### Listed records
--*--

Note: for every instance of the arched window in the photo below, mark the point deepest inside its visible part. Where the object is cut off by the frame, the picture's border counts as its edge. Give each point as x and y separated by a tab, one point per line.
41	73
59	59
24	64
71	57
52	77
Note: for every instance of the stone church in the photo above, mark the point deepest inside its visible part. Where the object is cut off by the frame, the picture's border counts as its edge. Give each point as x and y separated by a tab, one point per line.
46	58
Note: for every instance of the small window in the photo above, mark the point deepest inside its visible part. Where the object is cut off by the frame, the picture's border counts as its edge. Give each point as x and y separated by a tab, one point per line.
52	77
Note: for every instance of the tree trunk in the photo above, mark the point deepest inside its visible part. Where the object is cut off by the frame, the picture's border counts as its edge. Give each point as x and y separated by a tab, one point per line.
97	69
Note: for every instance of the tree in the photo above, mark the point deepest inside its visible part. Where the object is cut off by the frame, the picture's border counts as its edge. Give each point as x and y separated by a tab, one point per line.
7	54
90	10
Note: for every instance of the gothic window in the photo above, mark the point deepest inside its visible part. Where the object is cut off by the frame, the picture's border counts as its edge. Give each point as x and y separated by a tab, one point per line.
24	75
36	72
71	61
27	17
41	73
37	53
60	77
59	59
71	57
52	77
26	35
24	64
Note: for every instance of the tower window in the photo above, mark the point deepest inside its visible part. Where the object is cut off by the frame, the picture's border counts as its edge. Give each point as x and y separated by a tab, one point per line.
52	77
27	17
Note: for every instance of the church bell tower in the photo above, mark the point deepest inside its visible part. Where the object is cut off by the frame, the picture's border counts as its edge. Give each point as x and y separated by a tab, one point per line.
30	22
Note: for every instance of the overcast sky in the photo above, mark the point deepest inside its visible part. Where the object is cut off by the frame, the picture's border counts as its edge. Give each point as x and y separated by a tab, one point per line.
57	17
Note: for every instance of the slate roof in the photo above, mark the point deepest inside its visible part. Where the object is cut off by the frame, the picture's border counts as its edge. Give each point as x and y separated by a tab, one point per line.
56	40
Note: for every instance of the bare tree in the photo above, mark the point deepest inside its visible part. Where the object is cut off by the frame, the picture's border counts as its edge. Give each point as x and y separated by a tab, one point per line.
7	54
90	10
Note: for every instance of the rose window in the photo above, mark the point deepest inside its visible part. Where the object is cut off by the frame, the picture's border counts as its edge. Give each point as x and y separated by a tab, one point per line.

--*--

Rewrite everything from the line containing "Note: for every instance of the bare" down to the last of the lines, changing "mark" to "pick" and leaving everything else as it is. Give only those lines.

Note: for every instance of the bare tree in the photo above, pick the point deepest inside its visible part. Where the object is cut off by the frame, the picture's border counts as its edge. Give each point as x and y separated by a tab, one point per line.
7	54
90	10
Note: for every instance of the rose window in the photo above, pick the point deepest inside its visible part. Where the object is cut off by the frame, the picture's border counts as its edge. Give each point as x and y separated by a tab, one point per line.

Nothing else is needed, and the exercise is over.